Stalking
Stalking kann betroffene Personen in ihrer Lebensführung stark beeinträchtigen. Sie erleiden oft richtiggehenden Psychoterror bis hin zu körperlichen Übergriffen. Stalking kann beim Opfer schwere seelische Leiden hervorrufen und soziale Isolation zur Folge haben.
Stalking ist ein komplexes Phänomen mit sehr unterschiedlichen Ausprägungen und Facetten. Die unzähligen Handlungen des Täters/der Täterin einzeln betrachtet, erreichen oft nicht die Schwelle der Illegalität. Dies erklärt teilweise die späte Wahrnehmung des Phänomens durch die Betroffenen selbst, aber auch durch die Strafverfolgung. Aus präventiver Sicht ist es aber wichtig, Stalking möglichst früh zu erkennen und Massnahmen zu ergreifen.
Definition
«Stalken» ist heutzutage fast schon ein Modewort für belästigende Verhaltensweisen geworden. Als Fachbegriff wird er jedoch enger gefasst: Der Begriff «Stalking» stammt aus dem englischen Jägerjargon. «To stalk» bedeutet «sich heranpirschen» oder «anschleichen» und bezieht sich zumeist auf die zu erlegende Beute.
Heute versteht man unter Stalking, das beabsichtigte und wiederholte Verfolgen und Belästigen eines Menschen, so dass dessen Sicherheit bedroht und seine Lebensgestaltung schwerwiegend beeinträchtigt wird.

*DEINE AUFGABE:* Kürze im Text über Stalking den Absatz, der mit „Stalking ist ein komplexes Phänomen“ beginnt, und behalte dabei seine wesentlichen Aussagen bei.

*DATENÜBERSICHT:*

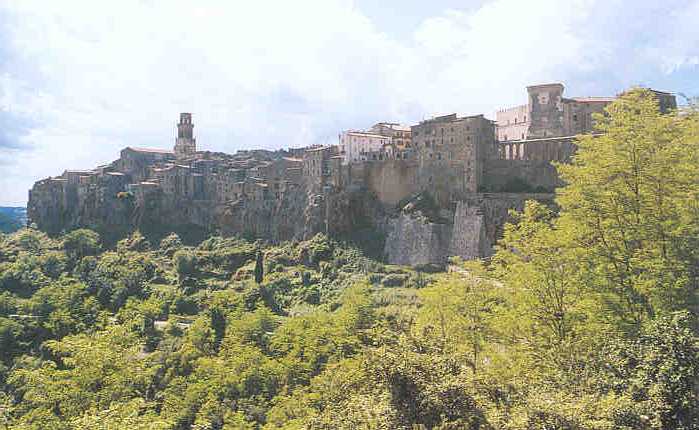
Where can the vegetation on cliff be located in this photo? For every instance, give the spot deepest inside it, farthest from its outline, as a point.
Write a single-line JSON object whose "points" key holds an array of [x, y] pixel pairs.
{"points": [[584, 319]]}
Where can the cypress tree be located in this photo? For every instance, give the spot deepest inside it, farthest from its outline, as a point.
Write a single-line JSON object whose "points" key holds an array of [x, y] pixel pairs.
{"points": [[259, 270]]}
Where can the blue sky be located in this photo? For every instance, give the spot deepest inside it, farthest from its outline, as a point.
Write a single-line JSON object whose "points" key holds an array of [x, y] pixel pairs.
{"points": [[79, 80]]}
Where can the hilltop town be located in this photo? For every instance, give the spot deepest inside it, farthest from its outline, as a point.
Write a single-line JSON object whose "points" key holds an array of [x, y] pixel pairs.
{"points": [[439, 188]]}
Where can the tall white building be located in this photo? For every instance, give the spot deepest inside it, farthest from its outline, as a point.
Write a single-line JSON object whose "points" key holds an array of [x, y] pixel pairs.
{"points": [[361, 146]]}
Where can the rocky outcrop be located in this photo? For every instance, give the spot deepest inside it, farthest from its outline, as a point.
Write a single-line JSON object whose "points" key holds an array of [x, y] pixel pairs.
{"points": [[469, 231], [412, 239]]}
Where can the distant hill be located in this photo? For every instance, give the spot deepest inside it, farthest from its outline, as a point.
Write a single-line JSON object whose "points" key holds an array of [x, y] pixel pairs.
{"points": [[12, 218]]}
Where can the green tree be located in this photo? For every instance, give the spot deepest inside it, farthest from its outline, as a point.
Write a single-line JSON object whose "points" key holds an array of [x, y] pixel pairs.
{"points": [[259, 268], [80, 243], [630, 206]]}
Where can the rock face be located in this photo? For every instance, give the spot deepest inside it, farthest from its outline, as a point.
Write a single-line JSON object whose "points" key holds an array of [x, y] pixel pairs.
{"points": [[413, 240], [469, 231]]}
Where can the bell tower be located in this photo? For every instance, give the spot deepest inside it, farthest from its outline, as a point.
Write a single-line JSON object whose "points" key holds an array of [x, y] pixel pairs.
{"points": [[185, 144]]}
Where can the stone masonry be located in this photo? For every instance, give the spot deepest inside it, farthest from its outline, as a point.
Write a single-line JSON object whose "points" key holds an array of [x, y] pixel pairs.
{"points": [[474, 170]]}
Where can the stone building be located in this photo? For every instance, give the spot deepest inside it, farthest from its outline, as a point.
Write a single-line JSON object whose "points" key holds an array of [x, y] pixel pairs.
{"points": [[548, 114], [467, 140], [357, 146], [185, 144], [473, 170], [400, 134]]}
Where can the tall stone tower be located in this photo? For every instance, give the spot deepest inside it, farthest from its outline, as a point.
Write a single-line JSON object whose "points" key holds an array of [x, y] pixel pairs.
{"points": [[186, 144], [545, 111]]}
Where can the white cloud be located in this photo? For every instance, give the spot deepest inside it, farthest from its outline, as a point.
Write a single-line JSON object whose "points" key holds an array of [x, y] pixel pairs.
{"points": [[93, 77]]}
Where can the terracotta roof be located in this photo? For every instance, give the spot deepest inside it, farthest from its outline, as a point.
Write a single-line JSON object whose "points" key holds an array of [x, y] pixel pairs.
{"points": [[366, 133], [593, 99], [152, 150]]}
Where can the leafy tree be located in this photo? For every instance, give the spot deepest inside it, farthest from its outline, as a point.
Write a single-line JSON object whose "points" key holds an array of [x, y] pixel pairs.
{"points": [[630, 206], [259, 268], [81, 243]]}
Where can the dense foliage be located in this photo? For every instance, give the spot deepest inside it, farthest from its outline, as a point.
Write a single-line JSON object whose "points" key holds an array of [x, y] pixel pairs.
{"points": [[585, 318]]}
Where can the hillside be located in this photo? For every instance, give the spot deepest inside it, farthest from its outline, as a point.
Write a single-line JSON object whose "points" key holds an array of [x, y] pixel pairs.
{"points": [[584, 318]]}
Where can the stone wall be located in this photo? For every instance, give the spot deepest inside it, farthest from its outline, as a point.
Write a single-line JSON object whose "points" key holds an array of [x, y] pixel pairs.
{"points": [[468, 238], [520, 176], [469, 231], [412, 240]]}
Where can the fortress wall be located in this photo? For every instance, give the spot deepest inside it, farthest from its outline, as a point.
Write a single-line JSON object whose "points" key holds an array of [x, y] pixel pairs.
{"points": [[469, 240], [391, 180], [519, 176], [411, 240]]}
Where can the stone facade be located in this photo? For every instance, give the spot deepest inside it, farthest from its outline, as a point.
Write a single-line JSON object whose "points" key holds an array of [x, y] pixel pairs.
{"points": [[363, 146], [468, 141], [472, 177]]}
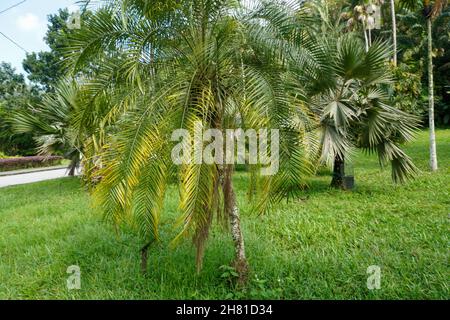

*ENDERGEBNIS:* Stalking ist vielschichtig und tritt in sehr unterschiedlichen Formen auf. Einzeln betrachtet sind die Handlungen des Täters oder der Täterin oft nicht illegal. Das erklärt teilweise, warum Betroffene und Strafverfolgung das Phänomen spät wahrnehmen. Zur Prävention ist es wichtig, Stalking früh zu erkennen und Massnahmen zu ergreifen.